■ Passage to read

⟨

- Developer: Corel Corporation
- Stable release: 2021 / May 6, 2021
- Operating system: Microsoft Windows
- Type: Presentation
- License: Proprietary
- Website: www.corel.com

= Corel Presentations =

Presentation program

Corel Presentations, often referred to simply as Presentations, is a presentation program akin to Microsoft PowerPoint and LibreOffice Impress. The current release, version 2021 (Release 21 internally), is available only as part of Corel's WordPerfect Office productivity suite.

==History==
Presentations shares much of its code with WordPerfect. It originally evolved from DrawPerfect, a MS-DOS-based drawing program released in 1990 by the now-defunct WordPerfect Corporation. The first version, WordPerfect Presentations 2.0 for DOS, appeared in 1993, and was followed by a Microsoft Windows port of the DOS version a few months later. Novell acquired WordPerfect Corporation in April 1994 and shipped an upgrade of Presentations, Novell Presentations 3.0 for Windows, as part of the Novell PerfectOffice 3.0 for Windows productivity suite in December 1994.

Corel acquired PerfectOffice in January 1996 and released the first 32-bit version of Presentations in May of that year. Since then, the company has issued version 8 (1997), version 9 (1999), version 10 (2001), version 11 (2003), version 12 (2004), version 13 (2006), version 14 (2008), version 15 (2010), version 16 (2012), version 17 (2014), version 18 (2016), version 19 (2018), version 20 (2020) and version 21 (2021). The last DOS release, version 2.1, appeared in 1997 as part of the Corel WordPerfect Suite for DOS.

Corel Presentations for Linux was included with the various editions of Corel WordPerfect Office for Linux. Corel no longer develops programs for the Linux operating system.

==Interface==
Over the years, the program's interface has evolved to more closely resemble that of Microsoft PowerPoint. Its primary strengths remain in the areas of graphics manipulation, although it does include a number of transition and animation effects. The program also has the ability to save to Microsoft PowerPoint and PDF formats, as well as to publish presentations to the Internet.

==Features==
Corel Presentations can create effective and in-depth presentations. This program includes a number of templates and different types of slide shows to help to lay out a show. The templates include a set background, font, color and set up of the slide. These defaults can be changed within the slide show. It has always included a Bitmap Editor which works like a paintbrush program and even allows for the alteration of individual pixels.

⟩

(Stored data)

⟨

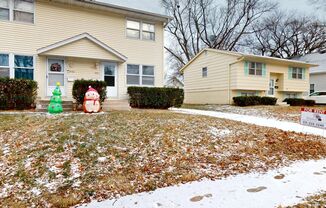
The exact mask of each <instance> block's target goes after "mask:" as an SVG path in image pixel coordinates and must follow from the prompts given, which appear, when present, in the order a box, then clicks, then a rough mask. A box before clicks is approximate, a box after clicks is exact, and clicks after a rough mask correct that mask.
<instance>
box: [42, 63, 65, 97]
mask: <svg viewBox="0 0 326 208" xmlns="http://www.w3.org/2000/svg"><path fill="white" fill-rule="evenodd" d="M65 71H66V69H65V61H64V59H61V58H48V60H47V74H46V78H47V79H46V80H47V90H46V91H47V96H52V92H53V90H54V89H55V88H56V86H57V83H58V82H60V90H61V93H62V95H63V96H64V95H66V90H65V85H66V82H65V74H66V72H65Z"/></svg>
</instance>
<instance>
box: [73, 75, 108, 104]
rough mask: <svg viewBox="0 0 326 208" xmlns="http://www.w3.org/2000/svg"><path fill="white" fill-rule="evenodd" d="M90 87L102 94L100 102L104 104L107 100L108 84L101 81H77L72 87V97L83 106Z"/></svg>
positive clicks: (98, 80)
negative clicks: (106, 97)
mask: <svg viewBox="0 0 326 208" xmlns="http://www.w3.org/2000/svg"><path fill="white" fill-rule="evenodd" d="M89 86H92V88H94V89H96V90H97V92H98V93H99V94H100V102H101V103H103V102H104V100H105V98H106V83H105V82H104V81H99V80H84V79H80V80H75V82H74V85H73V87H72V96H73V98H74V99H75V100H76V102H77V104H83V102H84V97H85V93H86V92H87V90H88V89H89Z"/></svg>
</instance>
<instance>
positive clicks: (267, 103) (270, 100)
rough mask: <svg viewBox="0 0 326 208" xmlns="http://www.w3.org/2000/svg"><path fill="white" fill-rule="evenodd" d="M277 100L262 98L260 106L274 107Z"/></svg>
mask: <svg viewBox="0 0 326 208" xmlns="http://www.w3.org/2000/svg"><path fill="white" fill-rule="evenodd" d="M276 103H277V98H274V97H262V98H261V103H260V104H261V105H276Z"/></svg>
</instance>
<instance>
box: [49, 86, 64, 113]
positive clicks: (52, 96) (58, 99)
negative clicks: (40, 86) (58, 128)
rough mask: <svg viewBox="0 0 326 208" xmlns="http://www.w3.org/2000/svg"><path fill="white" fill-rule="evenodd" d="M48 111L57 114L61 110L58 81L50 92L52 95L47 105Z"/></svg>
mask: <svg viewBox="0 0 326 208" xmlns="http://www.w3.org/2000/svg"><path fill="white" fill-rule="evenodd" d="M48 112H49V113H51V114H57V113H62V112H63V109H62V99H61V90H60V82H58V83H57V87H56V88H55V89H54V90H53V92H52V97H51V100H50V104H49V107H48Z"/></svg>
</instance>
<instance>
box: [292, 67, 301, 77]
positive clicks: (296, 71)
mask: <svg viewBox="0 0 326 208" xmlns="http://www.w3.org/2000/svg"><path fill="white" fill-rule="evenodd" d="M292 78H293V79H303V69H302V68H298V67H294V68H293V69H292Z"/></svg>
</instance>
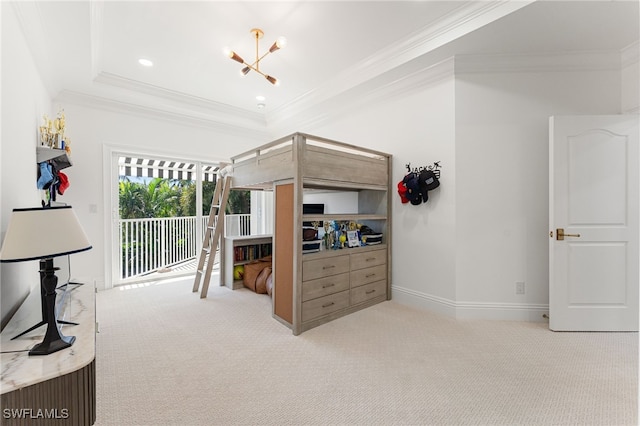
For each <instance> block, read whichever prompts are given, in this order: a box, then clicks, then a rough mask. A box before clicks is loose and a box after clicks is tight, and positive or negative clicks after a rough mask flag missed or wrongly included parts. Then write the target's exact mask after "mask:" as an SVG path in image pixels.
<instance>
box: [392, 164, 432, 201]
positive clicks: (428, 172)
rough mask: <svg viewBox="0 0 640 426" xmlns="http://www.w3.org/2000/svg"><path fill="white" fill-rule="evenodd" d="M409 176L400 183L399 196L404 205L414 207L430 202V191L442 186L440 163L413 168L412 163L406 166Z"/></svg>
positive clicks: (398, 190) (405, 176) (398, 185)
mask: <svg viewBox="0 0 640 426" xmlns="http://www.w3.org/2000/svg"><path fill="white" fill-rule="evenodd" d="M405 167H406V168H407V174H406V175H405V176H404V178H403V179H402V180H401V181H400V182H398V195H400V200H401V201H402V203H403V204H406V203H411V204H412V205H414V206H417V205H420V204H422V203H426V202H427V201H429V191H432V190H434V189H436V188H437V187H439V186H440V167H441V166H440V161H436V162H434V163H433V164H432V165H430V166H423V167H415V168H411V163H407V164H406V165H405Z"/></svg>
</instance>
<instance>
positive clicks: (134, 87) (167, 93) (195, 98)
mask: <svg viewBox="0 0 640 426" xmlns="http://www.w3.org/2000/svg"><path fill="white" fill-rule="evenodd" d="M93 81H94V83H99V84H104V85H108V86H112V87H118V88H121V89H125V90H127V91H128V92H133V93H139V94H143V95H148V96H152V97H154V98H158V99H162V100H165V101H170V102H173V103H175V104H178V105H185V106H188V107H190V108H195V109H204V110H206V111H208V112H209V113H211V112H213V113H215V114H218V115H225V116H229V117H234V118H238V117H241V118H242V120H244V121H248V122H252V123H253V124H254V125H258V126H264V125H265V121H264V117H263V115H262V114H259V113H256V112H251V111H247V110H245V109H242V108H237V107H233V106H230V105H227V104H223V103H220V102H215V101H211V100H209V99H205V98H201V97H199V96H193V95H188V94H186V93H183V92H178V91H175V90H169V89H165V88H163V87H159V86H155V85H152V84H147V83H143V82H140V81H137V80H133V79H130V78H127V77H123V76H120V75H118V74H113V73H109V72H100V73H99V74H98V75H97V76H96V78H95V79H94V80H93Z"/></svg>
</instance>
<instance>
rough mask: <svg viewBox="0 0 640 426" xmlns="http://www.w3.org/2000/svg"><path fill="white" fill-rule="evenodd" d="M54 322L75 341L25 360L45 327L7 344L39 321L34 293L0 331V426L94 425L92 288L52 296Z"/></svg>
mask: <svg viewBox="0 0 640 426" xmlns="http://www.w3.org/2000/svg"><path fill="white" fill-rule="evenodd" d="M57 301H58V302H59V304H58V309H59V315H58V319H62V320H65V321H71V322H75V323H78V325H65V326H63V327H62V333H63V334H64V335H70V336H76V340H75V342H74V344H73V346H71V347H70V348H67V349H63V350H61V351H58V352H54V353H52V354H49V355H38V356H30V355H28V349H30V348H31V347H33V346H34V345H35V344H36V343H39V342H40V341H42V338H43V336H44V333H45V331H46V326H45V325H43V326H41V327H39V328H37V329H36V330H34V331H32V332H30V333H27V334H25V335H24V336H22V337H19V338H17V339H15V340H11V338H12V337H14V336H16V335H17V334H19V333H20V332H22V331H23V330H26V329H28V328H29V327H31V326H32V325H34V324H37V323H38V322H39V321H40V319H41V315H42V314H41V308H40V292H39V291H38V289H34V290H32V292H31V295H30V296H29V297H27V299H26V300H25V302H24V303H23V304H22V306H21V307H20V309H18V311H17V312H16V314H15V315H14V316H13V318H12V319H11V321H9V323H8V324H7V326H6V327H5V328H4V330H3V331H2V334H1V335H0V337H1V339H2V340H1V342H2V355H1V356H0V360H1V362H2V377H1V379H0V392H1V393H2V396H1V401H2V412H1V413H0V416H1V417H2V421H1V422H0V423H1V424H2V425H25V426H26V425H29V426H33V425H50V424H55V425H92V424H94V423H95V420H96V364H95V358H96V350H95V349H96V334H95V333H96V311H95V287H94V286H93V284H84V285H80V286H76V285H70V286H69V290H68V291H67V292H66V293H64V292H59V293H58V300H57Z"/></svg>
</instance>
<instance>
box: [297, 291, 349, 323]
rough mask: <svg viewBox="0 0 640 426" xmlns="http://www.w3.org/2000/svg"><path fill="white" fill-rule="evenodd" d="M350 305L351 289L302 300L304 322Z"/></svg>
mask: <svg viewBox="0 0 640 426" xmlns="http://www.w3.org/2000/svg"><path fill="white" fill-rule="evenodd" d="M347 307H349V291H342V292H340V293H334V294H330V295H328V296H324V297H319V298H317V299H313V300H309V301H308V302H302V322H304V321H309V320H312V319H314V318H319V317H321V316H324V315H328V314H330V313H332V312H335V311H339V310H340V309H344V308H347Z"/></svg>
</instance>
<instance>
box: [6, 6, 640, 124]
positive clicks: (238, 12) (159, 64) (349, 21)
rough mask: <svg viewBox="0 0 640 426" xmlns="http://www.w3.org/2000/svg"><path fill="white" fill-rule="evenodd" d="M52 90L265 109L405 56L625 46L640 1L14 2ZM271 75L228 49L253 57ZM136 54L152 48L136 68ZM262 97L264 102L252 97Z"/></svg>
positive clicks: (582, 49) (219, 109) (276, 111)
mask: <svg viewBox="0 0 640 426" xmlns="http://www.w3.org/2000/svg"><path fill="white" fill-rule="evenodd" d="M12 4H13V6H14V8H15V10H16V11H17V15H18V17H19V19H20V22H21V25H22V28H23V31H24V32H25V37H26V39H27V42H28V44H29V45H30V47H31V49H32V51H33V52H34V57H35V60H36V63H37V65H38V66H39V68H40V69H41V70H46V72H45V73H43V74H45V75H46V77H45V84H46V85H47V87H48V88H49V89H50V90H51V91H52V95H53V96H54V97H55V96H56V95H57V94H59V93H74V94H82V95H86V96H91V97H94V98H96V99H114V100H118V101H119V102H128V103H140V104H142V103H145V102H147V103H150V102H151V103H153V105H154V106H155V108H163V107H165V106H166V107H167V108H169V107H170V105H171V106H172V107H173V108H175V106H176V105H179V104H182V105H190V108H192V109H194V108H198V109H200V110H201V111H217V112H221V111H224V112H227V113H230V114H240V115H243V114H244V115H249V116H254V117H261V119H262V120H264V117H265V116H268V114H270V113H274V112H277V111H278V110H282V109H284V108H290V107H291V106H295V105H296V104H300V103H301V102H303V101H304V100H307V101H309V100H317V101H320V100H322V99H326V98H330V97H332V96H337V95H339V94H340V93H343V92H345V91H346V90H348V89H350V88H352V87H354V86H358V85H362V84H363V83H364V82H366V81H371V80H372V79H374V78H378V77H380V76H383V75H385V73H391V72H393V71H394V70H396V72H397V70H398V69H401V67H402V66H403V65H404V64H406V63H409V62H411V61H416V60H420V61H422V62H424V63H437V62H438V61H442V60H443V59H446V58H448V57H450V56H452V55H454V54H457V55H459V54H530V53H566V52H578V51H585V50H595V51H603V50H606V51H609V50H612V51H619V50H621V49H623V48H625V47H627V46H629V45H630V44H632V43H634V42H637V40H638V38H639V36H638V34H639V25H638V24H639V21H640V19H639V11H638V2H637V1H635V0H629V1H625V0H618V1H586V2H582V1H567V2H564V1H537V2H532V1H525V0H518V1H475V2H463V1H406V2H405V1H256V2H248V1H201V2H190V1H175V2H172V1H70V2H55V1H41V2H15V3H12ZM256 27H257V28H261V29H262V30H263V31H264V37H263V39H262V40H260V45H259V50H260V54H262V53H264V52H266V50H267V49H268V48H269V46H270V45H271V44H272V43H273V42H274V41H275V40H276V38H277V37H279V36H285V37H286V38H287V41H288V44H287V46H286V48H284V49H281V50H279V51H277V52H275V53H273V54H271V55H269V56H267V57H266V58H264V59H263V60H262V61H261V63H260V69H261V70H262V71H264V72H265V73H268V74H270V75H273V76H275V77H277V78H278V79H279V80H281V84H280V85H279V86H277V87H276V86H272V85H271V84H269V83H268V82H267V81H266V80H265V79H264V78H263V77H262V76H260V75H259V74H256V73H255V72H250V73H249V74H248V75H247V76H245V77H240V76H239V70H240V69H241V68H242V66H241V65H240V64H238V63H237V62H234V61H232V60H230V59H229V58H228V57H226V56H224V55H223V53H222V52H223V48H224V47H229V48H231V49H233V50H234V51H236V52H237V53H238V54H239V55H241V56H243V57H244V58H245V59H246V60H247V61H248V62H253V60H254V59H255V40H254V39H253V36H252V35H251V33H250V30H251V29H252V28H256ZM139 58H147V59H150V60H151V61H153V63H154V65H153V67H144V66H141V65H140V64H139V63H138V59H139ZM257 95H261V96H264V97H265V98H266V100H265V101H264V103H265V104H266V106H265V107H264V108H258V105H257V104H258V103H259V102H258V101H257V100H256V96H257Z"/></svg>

⟩

■ Aim of the task
Reproduce everything in the Corel Presentations article from "Corel Presentations, often" down to "in December 1994.". Work only from the Corel Presentations article.

■ Solution for this problem
Corel Presentations, often referred to simply as Presentations, is a presentation program akin to Microsoft PowerPoint and LibreOffice Impress. The current release, version 2021 (Release 21 internally), is available only as part of Corel's WordPerfect Office productivity suite.

==History==
Presentations shares much of its code with WordPerfect. It originally evolved from DrawPerfect, a MS-DOS-based drawing program released in 1990 by the now-defunct WordPerfect Corporation. The first version, WordPerfect Presentations 2.0 for DOS, appeared in 1993, and was followed by a Microsoft Windows port of the DOS version a few months later. Novell acquired WordPerfect Corporation in April 1994 and shipped an upgrade of Presentations, Novell Presentations 3.0 for Windows, as part of the Novell PerfectOffice 3.0 for Windows productivity suite in December 1994.